Source extract >>
:::::

Topic 2: Stress and its Relationships to Organizational Changes and Improvement of the Work Environment

Several studies have provided ample evidence of the effect of psycho-social factors at work on health and well-being. Between new forms of employment/work organisation and working conditions have a relationship. Work organisations change more rapidly and employment relations have become more flexible. Stressors are, among other things, monotonous work, tight deadlines, bullying, job insecurity and long-working hours, which constitute collective elements which can be tackled by social dialogue at enterprise as sector's level.


We believer that there is a clear parallel between the scientific literature regarding the design of work as a means of increasing motivation and organizational effectiveness and work design as a means for improving individual well-being. Enhancing organizational effectiveness and individual physical and mental health are from the standpoint of work design, complementary issues.

We must remember that issues such as poor work organization resulting in excessive job stress, the changing nature of work, and occupational violence do not respect national boarders. In order for our working group to proceed in an expeditious manner, it will be necessary to develop more formal interactions and partnerships between international and national authorities, bodies and organizations with an interest in reducing their health and associated economic burdens.

In part, this could be accomplished by utilizing the existing EU/US website as a means by which relevant scientific and workplace specific data on job stress, work organization, work hours and workplace violence. Best practices case studies, and methodological tools to conduct workplace research and interventions could be posted and evaluated. This could be initiated by the posting existing body of current information regarding the identification, prevention and resolution of job stress, work-family conflict, and workplace violence as well as information regarding education and training in these areas.

The work group looks forward to continued and expanding sharing of information regarding successful prevention and intervention strategies involving representatives of government, labor and employers.



  • Job stress is clearly a problem for both employees and employers.
  • Common understanding that the term stress is misunderstood.
  • Large numbers of workers in the EU and the US report that they have job related stress
  • Little reliable data regarding the costs and prevalence of job stress.
  • The medical and business communities don’t have a sufficient understanding of the stress concept.
  • Occupational Health Psychology is an emerging field in both the EU and the US that can help further understanding.
  • Existing intervention research does not convincingly demonstrate the health and financial benefits of organizational level interventions. More intervention research is needed.

Occupational stress is a multidisciplinary issue. It is often difficult to measure job stress and the factors that cause it.

:::::

Listed entries >>
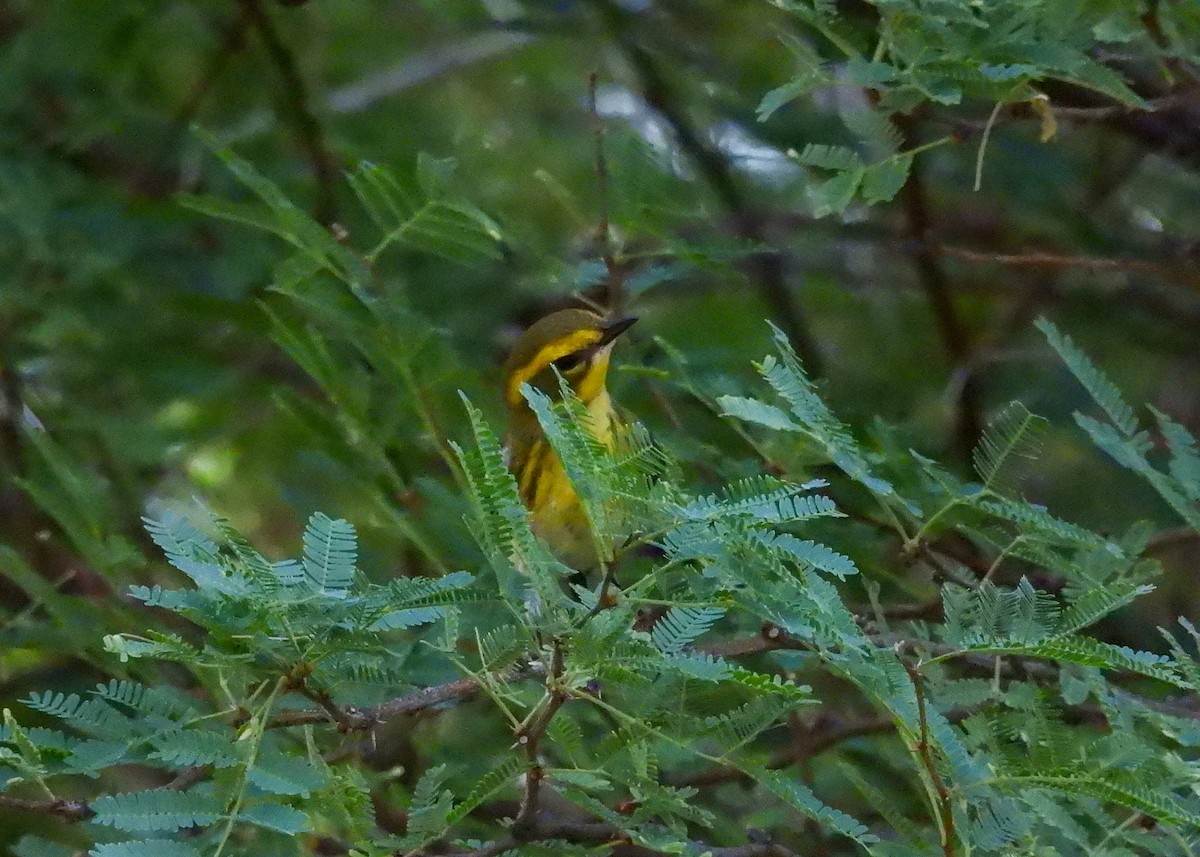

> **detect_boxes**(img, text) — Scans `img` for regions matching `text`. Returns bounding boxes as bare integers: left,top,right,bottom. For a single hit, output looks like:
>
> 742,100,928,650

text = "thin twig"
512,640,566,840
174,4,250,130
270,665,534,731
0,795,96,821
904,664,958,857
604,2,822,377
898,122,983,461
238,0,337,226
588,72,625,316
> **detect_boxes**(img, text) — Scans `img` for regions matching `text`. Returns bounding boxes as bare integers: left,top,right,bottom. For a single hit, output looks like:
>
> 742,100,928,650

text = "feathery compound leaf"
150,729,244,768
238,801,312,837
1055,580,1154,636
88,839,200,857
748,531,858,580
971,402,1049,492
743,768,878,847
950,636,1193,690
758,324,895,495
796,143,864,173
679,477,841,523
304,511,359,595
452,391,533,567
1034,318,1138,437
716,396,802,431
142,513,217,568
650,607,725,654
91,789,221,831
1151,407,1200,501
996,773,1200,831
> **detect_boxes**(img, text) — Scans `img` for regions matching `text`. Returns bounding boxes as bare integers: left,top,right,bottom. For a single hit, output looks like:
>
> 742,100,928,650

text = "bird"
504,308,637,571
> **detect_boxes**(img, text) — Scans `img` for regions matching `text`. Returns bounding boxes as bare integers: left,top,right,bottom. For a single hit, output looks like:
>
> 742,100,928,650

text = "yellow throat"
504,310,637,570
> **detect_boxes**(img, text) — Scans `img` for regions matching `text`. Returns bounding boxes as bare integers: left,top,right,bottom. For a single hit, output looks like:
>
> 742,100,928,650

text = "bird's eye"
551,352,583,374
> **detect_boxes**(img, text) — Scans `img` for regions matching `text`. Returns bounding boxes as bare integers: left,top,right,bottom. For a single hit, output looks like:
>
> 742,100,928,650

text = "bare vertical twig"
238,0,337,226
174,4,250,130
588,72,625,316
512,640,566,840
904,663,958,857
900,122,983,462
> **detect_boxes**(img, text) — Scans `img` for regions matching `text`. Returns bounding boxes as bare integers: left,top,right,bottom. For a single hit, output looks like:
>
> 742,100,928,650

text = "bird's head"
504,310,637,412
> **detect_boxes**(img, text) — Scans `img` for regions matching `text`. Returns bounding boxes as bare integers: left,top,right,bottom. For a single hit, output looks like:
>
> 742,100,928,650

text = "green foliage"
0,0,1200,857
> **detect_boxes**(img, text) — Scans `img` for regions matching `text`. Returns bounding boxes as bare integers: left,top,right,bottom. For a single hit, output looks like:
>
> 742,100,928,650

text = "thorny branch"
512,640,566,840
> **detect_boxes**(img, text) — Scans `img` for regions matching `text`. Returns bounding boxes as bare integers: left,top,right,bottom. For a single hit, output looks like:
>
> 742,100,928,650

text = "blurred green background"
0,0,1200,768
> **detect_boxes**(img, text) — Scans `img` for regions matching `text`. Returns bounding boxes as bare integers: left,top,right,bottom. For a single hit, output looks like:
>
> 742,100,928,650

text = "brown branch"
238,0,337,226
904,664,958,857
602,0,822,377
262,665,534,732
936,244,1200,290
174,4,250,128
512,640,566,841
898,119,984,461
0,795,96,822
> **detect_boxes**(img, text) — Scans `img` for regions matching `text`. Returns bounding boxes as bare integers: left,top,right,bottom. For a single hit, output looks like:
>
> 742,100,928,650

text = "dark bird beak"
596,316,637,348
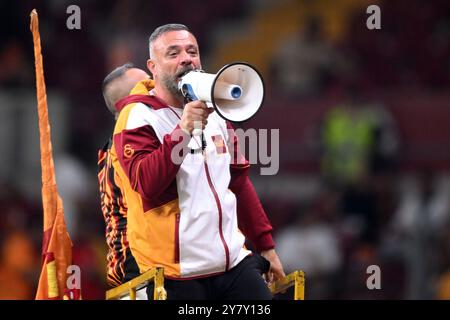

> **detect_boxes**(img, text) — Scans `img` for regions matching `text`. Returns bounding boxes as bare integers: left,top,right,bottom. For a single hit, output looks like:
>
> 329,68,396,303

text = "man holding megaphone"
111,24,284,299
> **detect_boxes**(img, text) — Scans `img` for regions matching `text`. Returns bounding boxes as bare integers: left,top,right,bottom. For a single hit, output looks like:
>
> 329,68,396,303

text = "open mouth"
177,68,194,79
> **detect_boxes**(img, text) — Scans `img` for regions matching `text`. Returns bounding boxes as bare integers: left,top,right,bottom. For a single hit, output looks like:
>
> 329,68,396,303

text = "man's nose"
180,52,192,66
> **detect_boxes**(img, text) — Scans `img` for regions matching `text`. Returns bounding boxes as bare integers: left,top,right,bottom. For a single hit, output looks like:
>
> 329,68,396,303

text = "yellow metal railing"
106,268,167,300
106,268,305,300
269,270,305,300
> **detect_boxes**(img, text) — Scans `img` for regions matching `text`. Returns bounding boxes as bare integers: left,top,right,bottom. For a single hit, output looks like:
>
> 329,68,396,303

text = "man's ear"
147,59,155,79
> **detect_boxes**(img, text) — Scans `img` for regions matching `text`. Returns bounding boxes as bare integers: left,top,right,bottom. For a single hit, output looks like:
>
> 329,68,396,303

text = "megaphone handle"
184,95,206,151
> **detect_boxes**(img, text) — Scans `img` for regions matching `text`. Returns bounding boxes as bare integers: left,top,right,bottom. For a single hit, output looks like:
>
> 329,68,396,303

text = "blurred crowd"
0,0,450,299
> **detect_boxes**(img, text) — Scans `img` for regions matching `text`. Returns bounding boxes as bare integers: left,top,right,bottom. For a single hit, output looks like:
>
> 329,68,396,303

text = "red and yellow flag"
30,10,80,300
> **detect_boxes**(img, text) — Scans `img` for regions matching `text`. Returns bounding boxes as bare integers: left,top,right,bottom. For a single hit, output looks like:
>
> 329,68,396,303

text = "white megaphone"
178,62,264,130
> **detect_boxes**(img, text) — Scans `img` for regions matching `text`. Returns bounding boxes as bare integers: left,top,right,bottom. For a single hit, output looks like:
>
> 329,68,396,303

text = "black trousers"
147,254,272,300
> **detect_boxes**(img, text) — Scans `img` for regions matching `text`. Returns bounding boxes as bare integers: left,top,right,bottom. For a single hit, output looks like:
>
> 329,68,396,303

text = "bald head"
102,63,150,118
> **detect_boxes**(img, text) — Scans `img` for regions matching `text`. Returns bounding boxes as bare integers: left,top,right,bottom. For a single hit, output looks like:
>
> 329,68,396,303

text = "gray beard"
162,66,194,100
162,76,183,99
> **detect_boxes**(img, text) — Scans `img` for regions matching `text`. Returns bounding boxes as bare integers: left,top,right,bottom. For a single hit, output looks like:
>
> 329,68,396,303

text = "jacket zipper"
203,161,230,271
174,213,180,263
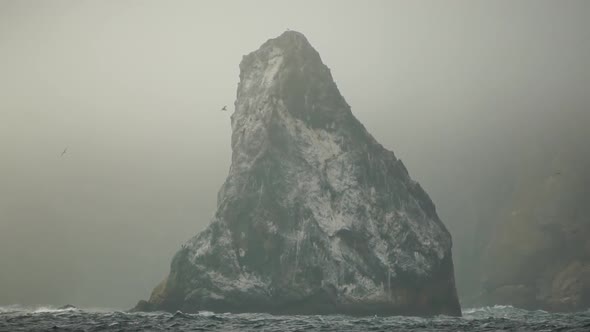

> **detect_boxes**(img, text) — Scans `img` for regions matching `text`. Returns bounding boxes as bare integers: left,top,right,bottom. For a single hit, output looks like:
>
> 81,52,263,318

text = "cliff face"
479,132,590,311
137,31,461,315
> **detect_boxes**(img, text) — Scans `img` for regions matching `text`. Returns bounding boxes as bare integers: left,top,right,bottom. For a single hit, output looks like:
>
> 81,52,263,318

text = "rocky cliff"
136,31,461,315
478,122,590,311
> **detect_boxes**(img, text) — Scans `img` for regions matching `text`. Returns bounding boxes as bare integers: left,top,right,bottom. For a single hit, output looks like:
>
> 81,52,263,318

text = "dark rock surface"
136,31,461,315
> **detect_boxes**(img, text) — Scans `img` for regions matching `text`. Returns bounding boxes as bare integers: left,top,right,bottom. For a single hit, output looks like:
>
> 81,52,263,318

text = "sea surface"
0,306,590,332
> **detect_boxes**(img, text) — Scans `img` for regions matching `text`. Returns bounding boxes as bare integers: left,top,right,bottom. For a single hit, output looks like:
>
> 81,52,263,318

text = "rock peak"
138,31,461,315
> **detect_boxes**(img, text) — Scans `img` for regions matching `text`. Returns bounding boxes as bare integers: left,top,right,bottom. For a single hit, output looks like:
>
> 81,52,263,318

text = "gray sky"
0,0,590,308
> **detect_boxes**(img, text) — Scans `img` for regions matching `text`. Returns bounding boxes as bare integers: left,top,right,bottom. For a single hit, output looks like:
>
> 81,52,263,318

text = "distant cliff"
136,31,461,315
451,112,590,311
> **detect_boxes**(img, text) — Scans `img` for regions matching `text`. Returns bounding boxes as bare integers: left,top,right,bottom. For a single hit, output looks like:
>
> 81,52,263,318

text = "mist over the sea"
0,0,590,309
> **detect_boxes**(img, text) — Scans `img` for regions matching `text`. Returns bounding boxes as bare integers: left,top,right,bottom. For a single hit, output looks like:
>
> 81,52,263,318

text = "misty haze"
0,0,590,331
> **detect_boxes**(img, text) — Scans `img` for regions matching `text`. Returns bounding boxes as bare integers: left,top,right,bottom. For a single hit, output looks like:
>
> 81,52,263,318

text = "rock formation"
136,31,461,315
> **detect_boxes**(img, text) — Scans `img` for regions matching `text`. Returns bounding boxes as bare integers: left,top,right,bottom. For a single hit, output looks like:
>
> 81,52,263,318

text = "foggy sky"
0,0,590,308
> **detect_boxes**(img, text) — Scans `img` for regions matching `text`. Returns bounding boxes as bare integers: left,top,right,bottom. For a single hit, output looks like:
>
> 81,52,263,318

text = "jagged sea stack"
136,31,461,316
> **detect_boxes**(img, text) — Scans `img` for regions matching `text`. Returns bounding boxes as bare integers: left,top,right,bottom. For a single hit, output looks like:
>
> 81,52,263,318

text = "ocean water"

:::::

List each stressor named in the job stress text above.

Response box >>
- Monotonous work
- Tight deadlines
- Bullying
- Job insecurity
- Long working hours